* _Task_
Copy the entries below word for word, starting with the line that contains "trace **utility pole**, every instance" and going on through the line that contains "11 140 L 11". Include both of those lines and nothing outside them.

* _Records for processing_
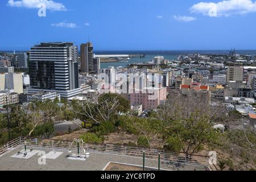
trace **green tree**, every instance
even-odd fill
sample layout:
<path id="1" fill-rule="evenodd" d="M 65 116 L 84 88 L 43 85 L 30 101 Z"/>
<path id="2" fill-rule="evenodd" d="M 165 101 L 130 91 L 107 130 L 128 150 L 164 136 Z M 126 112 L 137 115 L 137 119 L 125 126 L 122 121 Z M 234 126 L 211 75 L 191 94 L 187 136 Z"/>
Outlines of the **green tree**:
<path id="1" fill-rule="evenodd" d="M 81 136 L 81 139 L 85 143 L 101 143 L 103 142 L 102 138 L 100 138 L 96 134 L 91 133 L 85 133 Z"/>
<path id="2" fill-rule="evenodd" d="M 125 116 L 121 121 L 123 129 L 137 136 L 143 136 L 148 146 L 151 146 L 152 142 L 162 131 L 162 126 L 158 119 Z"/>

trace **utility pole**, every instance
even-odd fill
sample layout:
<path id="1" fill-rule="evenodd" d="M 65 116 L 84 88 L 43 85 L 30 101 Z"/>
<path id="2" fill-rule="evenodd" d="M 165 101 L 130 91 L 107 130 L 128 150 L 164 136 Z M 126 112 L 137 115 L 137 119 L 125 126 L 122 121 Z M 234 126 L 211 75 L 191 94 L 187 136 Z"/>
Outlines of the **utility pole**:
<path id="1" fill-rule="evenodd" d="M 11 140 L 11 135 L 10 134 L 10 119 L 9 119 L 9 107 L 8 106 L 8 96 L 6 96 L 6 108 L 7 111 L 7 128 L 8 128 L 8 135 L 9 138 L 9 142 Z"/>

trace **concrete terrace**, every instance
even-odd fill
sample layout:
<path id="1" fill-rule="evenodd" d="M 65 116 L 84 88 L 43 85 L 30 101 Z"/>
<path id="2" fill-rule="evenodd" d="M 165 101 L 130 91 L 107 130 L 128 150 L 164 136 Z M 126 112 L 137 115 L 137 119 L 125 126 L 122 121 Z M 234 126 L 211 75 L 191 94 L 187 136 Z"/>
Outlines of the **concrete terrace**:
<path id="1" fill-rule="evenodd" d="M 143 158 L 140 156 L 115 154 L 111 151 L 107 152 L 94 151 L 89 148 L 87 148 L 86 152 L 89 152 L 90 154 L 85 160 L 69 159 L 67 158 L 67 156 L 72 154 L 77 154 L 77 150 L 74 148 L 71 152 L 69 152 L 70 150 L 60 148 L 58 146 L 52 146 L 52 147 L 50 147 L 46 145 L 34 146 L 26 142 L 28 144 L 26 145 L 28 152 L 27 157 L 28 158 L 27 159 L 27 157 L 24 157 L 23 154 L 17 155 L 18 152 L 24 150 L 24 141 L 18 141 L 18 142 L 20 142 L 21 144 L 13 146 L 5 152 L 0 152 L 0 171 L 102 171 L 107 168 L 109 163 L 126 164 L 138 167 L 142 167 L 143 165 Z M 90 148 L 92 147 L 90 147 Z M 32 152 L 30 152 L 31 150 L 32 150 Z M 81 151 L 82 151 L 82 148 Z M 40 165 L 38 160 L 42 155 L 39 155 L 39 151 L 43 151 L 47 155 L 49 152 L 52 154 L 53 152 L 60 152 L 58 154 L 61 154 L 52 159 L 47 158 L 46 164 Z M 82 152 L 80 152 L 80 153 Z M 14 158 L 14 156 L 17 158 Z M 50 156 L 50 158 L 52 156 Z M 205 171 L 209 169 L 207 166 L 200 164 L 192 164 L 167 161 L 161 161 L 162 170 Z M 156 171 L 158 168 L 158 161 L 146 156 L 145 166 L 146 169 Z"/>

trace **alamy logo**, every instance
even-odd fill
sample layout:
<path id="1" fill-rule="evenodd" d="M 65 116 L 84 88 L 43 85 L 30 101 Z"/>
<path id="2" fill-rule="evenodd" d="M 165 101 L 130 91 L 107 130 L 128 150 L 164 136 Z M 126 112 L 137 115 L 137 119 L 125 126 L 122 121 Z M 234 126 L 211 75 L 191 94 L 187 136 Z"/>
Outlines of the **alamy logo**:
<path id="1" fill-rule="evenodd" d="M 39 17 L 46 16 L 46 5 L 45 3 L 40 3 L 38 6 L 39 10 L 38 10 L 38 15 Z"/>
<path id="2" fill-rule="evenodd" d="M 38 159 L 38 164 L 39 165 L 46 165 L 46 152 L 44 151 L 39 151 L 38 152 L 38 156 L 40 158 Z"/>
<path id="3" fill-rule="evenodd" d="M 209 11 L 209 16 L 210 16 L 210 17 L 216 17 L 217 15 L 217 5 L 214 5 Z"/>

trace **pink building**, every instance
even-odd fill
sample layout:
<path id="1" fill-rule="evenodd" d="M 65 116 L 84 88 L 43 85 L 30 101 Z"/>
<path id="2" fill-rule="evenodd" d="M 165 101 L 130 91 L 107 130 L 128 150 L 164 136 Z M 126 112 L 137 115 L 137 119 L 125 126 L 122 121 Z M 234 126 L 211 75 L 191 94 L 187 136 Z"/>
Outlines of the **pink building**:
<path id="1" fill-rule="evenodd" d="M 127 98 L 131 105 L 142 105 L 142 109 L 155 109 L 164 103 L 167 99 L 167 89 L 166 87 L 146 88 L 144 92 L 136 91 L 127 94 Z"/>

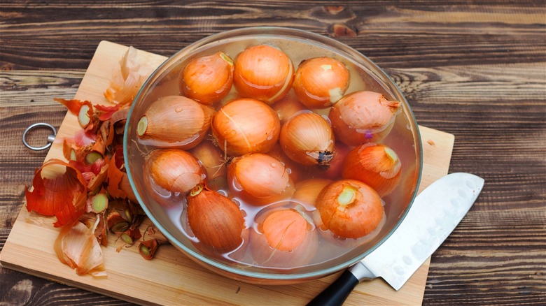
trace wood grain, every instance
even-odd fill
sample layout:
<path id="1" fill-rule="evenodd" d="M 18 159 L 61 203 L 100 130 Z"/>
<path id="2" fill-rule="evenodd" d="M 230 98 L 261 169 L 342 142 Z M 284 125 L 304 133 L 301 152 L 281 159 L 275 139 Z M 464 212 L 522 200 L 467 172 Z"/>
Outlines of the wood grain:
<path id="1" fill-rule="evenodd" d="M 102 93 L 109 85 L 108 75 L 113 74 L 127 48 L 101 42 L 74 98 L 97 104 L 107 103 Z M 141 51 L 139 52 L 139 58 L 141 62 L 155 66 L 164 60 L 163 57 Z M 59 129 L 57 138 L 72 137 L 80 129 L 76 117 L 68 113 Z M 424 126 L 420 132 L 425 143 L 420 185 L 422 190 L 447 173 L 454 136 Z M 54 158 L 63 159 L 61 142 L 53 143 L 46 156 L 46 160 Z M 283 305 L 301 305 L 335 278 L 330 276 L 293 286 L 250 285 L 206 271 L 170 245 L 162 247 L 154 260 L 149 261 L 141 258 L 134 247 L 118 253 L 116 248 L 119 242 L 113 235 L 109 238 L 108 247 L 103 248 L 108 278 L 78 276 L 61 263 L 53 252 L 52 245 L 58 229 L 52 226 L 52 218 L 29 213 L 23 207 L 0 254 L 0 263 L 8 268 L 140 304 L 264 305 L 275 300 Z M 150 224 L 146 220 L 141 228 L 144 231 Z M 40 238 L 39 242 L 28 243 L 36 237 Z M 362 284 L 346 304 L 419 304 L 423 299 L 428 265 L 427 261 L 398 291 L 380 279 Z M 137 290 L 139 288 L 149 291 Z M 237 288 L 234 293 L 234 288 Z"/>
<path id="2" fill-rule="evenodd" d="M 423 304 L 546 303 L 544 1 L 64 2 L 0 3 L 0 247 L 46 156 L 22 147 L 21 133 L 38 121 L 60 125 L 66 112 L 52 98 L 74 96 L 100 41 L 169 56 L 221 31 L 288 26 L 335 36 L 377 63 L 419 124 L 456 136 L 450 172 L 486 180 L 433 256 Z M 8 303 L 123 304 L 0 274 Z"/>

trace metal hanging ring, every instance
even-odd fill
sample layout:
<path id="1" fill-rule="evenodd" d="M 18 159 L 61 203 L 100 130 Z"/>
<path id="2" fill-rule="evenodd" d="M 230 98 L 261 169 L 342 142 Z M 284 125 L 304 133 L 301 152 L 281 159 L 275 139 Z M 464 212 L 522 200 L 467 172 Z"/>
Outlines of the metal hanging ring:
<path id="1" fill-rule="evenodd" d="M 51 129 L 51 131 L 53 131 L 53 135 L 50 135 L 48 136 L 48 144 L 44 145 L 43 147 L 33 147 L 27 142 L 27 133 L 30 131 L 31 130 L 33 130 L 36 128 L 39 127 L 47 127 Z M 38 122 L 35 123 L 34 124 L 31 124 L 29 127 L 24 129 L 24 131 L 23 132 L 23 143 L 24 144 L 24 146 L 28 147 L 30 150 L 34 150 L 34 151 L 41 151 L 43 150 L 46 150 L 50 147 L 51 147 L 51 144 L 53 143 L 53 140 L 55 140 L 55 136 L 57 136 L 57 130 L 55 129 L 55 126 L 52 125 L 45 123 L 45 122 Z"/>

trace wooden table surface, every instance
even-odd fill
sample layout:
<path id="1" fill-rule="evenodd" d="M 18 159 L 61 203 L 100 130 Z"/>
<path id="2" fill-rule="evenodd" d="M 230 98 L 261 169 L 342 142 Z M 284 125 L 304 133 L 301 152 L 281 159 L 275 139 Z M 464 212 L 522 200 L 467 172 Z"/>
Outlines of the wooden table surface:
<path id="1" fill-rule="evenodd" d="M 424 305 L 546 304 L 543 0 L 4 0 L 0 249 L 47 152 L 24 147 L 22 132 L 35 122 L 61 124 L 66 110 L 53 98 L 74 96 L 100 41 L 169 56 L 206 36 L 258 25 L 335 37 L 370 57 L 399 85 L 419 124 L 455 135 L 449 172 L 485 179 L 432 257 Z M 0 304 L 127 303 L 1 268 Z"/>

* _Problem solution_
trace **utility pole**, every instance
even-odd fill
sample layout:
<path id="1" fill-rule="evenodd" d="M 65 116 L 84 88 L 43 85 L 30 101 Z"/>
<path id="2" fill-rule="evenodd" d="M 165 101 L 130 91 L 107 130 L 128 150 L 164 136 Z M 126 112 L 137 115 L 137 119 L 125 126 L 122 121 Z M 234 126 L 211 75 L 191 94 L 187 136 Z"/>
Outlines of the **utility pole**:
<path id="1" fill-rule="evenodd" d="M 11 140 L 11 135 L 10 134 L 10 119 L 9 119 L 9 107 L 8 106 L 8 96 L 6 96 L 6 108 L 7 111 L 7 128 L 8 128 L 8 135 L 9 138 L 9 142 Z"/>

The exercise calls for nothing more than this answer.